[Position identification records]
* Start *
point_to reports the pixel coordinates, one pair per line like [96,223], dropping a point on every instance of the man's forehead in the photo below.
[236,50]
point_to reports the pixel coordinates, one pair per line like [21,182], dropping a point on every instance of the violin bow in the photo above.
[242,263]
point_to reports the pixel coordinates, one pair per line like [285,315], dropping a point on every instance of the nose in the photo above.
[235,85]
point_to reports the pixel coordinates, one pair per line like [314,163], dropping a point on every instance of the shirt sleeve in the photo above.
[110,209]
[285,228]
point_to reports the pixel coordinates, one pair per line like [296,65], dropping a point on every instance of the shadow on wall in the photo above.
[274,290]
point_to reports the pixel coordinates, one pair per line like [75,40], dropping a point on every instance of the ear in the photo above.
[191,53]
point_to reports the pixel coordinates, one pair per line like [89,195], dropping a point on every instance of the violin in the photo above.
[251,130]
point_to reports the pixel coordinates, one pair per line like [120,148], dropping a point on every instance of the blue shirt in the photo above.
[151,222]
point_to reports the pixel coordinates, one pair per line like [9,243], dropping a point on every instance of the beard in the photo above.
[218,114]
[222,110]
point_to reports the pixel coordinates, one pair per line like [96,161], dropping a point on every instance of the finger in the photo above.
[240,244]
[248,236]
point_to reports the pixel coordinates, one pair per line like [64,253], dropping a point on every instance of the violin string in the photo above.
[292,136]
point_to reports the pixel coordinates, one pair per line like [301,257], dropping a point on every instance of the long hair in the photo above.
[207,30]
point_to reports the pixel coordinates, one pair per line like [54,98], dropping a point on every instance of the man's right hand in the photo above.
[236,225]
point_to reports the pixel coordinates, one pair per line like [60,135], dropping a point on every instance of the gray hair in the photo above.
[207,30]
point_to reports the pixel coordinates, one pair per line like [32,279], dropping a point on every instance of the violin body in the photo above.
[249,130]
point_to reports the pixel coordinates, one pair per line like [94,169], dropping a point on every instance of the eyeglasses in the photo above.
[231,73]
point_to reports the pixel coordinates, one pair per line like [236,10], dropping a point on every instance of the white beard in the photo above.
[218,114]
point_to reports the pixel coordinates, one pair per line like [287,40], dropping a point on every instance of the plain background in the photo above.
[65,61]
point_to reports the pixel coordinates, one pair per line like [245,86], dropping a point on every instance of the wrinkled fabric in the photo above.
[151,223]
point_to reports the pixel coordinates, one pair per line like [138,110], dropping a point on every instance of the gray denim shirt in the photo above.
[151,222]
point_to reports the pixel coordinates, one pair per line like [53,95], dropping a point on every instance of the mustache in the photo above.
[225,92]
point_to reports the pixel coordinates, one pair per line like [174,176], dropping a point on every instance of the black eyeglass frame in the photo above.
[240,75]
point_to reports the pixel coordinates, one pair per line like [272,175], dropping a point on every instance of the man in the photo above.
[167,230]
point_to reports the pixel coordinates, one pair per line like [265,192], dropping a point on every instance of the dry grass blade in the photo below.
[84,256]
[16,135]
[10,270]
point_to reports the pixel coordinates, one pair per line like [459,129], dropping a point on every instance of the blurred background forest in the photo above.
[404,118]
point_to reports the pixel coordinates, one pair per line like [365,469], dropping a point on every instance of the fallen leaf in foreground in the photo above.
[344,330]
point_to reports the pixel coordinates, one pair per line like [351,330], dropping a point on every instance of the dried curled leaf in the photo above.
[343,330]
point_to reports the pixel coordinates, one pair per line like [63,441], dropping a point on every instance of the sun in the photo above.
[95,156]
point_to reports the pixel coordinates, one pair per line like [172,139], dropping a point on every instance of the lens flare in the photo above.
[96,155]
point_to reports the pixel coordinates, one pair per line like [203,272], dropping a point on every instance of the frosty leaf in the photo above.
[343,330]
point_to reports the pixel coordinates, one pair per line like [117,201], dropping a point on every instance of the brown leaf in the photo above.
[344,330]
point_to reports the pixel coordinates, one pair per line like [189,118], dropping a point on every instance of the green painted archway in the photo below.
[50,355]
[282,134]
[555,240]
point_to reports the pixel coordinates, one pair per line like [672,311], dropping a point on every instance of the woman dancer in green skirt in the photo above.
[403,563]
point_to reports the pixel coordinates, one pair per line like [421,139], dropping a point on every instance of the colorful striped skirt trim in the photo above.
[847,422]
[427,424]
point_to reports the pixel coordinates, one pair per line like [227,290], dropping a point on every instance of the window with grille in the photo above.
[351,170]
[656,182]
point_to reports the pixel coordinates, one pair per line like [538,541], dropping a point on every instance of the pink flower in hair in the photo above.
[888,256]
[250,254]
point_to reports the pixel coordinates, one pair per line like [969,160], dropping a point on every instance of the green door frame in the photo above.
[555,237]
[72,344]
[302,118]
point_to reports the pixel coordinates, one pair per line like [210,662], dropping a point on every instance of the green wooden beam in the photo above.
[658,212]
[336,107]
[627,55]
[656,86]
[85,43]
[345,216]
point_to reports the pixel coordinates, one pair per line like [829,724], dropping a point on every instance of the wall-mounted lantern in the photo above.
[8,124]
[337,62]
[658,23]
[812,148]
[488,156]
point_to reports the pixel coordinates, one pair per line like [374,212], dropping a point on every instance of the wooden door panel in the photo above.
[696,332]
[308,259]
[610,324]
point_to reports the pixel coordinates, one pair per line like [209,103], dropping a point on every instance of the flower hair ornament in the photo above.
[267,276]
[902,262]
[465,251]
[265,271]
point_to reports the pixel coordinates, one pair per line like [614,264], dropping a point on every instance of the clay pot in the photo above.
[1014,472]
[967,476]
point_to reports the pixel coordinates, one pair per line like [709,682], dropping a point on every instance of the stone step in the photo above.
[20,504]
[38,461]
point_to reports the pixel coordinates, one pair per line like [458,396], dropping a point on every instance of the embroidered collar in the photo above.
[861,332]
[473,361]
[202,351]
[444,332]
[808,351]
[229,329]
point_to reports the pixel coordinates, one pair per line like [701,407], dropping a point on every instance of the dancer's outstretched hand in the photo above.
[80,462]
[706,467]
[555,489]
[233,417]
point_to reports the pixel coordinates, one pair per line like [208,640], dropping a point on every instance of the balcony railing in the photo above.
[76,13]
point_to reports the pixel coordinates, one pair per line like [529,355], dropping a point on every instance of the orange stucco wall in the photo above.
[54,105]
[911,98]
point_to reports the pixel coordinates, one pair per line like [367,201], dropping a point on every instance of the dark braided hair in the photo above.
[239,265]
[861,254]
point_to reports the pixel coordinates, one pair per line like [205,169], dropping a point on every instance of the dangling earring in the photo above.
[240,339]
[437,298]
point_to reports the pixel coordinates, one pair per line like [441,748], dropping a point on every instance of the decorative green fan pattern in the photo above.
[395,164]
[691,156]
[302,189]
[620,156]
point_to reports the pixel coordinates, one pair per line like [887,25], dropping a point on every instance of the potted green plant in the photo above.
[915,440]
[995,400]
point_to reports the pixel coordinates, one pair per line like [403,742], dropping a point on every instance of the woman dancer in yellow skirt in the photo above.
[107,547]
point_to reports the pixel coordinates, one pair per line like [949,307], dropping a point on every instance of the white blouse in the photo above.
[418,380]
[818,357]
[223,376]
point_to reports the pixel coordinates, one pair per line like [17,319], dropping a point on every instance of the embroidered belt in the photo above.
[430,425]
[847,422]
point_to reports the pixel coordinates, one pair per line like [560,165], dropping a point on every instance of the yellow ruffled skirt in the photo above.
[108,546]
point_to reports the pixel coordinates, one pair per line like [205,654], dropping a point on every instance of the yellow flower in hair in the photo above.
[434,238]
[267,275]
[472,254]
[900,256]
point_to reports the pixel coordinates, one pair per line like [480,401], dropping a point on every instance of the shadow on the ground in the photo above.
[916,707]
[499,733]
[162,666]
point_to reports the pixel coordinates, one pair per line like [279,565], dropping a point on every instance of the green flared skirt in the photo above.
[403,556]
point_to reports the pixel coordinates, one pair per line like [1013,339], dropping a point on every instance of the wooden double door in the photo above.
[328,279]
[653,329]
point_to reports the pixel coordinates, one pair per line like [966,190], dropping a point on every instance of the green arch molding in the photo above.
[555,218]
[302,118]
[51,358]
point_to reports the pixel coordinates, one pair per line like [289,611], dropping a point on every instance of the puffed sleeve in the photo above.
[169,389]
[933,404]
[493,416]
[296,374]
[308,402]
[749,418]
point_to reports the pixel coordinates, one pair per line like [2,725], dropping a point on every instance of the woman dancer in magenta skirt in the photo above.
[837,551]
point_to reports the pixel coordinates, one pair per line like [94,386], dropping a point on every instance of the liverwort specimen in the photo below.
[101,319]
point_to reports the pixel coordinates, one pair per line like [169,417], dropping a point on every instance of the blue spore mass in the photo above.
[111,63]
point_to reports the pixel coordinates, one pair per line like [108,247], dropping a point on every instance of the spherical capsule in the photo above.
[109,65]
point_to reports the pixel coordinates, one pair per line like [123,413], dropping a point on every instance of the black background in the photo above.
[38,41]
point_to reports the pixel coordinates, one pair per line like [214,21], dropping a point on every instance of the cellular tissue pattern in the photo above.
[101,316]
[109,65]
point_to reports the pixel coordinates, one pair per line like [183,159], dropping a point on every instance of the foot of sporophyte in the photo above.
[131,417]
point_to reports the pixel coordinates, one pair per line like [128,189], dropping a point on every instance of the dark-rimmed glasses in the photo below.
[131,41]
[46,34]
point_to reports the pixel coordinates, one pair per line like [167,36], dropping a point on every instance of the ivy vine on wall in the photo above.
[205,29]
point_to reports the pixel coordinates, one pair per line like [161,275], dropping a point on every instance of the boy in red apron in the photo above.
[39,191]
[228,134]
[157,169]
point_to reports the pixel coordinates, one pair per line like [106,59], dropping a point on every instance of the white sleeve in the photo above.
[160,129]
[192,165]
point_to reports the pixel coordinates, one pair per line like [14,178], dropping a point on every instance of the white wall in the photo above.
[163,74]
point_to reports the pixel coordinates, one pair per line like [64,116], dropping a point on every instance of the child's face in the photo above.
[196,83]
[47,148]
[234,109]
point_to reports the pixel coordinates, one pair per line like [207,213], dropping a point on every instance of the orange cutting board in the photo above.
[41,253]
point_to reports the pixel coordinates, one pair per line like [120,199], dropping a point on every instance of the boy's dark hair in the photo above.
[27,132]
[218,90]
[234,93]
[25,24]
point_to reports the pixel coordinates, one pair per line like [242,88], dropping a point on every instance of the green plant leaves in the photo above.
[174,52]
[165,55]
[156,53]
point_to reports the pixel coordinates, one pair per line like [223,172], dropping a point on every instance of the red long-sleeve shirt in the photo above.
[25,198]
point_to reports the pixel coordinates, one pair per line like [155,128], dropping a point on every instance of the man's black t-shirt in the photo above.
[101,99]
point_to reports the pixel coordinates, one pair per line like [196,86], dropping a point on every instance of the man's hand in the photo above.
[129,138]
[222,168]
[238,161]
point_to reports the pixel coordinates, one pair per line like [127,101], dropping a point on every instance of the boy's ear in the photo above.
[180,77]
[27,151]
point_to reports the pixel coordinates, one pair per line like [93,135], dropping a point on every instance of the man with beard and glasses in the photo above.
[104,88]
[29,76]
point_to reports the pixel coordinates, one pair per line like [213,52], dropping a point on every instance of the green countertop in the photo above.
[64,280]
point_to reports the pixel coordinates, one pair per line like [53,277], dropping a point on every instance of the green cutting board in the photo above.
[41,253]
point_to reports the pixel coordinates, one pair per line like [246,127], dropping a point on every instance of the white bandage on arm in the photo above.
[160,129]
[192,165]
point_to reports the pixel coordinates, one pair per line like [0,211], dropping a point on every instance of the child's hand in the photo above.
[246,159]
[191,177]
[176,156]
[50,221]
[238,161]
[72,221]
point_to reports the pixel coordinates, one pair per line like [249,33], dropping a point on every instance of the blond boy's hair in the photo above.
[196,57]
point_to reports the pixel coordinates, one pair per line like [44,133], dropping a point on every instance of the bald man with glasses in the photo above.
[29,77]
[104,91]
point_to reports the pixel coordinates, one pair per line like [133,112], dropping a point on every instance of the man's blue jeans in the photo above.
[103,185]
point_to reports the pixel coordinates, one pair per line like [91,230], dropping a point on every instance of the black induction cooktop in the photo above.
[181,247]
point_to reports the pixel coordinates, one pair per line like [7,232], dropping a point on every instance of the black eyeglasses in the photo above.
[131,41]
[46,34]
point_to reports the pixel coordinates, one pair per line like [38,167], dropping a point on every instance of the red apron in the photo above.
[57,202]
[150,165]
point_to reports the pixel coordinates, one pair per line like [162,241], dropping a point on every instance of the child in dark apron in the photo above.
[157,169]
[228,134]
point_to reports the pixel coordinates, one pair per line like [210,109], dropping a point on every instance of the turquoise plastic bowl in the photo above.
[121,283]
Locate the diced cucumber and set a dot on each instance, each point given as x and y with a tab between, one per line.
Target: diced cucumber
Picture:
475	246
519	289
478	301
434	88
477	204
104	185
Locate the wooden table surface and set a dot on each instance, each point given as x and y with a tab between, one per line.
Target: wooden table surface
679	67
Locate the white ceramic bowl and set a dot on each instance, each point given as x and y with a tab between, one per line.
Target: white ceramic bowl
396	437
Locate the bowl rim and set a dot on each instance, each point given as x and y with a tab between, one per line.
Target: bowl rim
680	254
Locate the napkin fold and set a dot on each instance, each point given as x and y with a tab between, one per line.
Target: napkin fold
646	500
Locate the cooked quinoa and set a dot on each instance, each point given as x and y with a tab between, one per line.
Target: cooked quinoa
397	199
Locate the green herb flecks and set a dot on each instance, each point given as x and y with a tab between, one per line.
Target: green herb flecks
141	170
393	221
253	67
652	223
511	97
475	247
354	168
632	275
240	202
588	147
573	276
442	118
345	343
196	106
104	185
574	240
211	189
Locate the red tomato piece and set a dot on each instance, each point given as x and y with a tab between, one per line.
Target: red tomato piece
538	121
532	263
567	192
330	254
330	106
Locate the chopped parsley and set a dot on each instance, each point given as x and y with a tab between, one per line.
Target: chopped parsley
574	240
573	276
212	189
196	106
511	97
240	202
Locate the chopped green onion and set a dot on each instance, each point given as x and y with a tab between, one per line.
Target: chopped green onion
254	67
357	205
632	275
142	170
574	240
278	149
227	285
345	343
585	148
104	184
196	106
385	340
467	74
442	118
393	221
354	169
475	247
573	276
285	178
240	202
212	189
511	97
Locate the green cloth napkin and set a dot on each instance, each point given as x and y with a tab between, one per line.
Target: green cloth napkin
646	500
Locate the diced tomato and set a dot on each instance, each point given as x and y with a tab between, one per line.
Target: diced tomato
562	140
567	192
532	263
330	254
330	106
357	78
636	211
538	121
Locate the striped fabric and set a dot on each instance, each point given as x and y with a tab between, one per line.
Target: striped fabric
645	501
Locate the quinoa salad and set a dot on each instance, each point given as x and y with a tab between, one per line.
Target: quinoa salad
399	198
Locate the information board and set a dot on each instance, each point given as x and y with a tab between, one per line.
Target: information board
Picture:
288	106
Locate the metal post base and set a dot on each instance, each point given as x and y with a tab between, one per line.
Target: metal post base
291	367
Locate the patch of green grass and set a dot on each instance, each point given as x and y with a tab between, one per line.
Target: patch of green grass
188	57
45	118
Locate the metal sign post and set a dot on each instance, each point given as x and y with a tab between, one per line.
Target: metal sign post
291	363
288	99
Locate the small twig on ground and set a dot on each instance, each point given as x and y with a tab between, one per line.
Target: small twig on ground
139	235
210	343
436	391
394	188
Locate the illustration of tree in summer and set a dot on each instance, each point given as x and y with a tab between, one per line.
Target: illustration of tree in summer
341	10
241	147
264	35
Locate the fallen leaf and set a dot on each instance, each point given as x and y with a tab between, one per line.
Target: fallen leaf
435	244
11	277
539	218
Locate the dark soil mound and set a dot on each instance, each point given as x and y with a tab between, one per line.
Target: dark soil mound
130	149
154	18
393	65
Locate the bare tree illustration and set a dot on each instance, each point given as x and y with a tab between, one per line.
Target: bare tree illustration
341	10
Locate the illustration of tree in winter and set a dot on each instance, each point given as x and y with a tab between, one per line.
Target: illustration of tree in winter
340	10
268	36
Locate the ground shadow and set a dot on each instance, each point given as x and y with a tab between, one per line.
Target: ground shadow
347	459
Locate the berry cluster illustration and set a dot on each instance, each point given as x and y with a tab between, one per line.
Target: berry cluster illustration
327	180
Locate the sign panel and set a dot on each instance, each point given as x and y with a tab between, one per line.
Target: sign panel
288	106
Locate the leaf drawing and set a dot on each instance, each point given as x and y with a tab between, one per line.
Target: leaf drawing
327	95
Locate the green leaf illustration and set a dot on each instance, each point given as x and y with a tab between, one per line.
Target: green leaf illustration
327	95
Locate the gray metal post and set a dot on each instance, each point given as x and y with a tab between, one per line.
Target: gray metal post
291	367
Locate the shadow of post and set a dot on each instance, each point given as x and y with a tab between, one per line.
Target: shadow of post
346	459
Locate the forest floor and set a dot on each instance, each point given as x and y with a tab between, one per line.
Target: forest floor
* End *
* _GOAL_: Starting at the line that contains "Locate the sign", write out every line to the end of the entries, exactly as given.

* _PROBLEM SOLUTION_:
Locate the sign panel and set a dot on each instance, each point given as x and y with a tab between, one per line.
Target: sign panel
288	106
Locate the leaf drawing and set a dot on each instance, each point given as x and y with a tab between, one per line.
Target: leaf drawing
327	95
Locate the green leaf illustration and set a dot on each instance, each point given as x and y with a tab between, one per line.
Target: green leaf illustration
327	95
Locate the gray metal post and set a dot on each instance, each point given as x and y with a tab between, one per line.
Target: gray metal post
291	367
Locate the shadow of post and set a dot on each instance, each point given as x and y with a tab between, one per line.
Target: shadow of post
346	459
Locate the forest floor and set a dot on each instance, each point given as x and y with a tab between, one per line.
Target: forest floor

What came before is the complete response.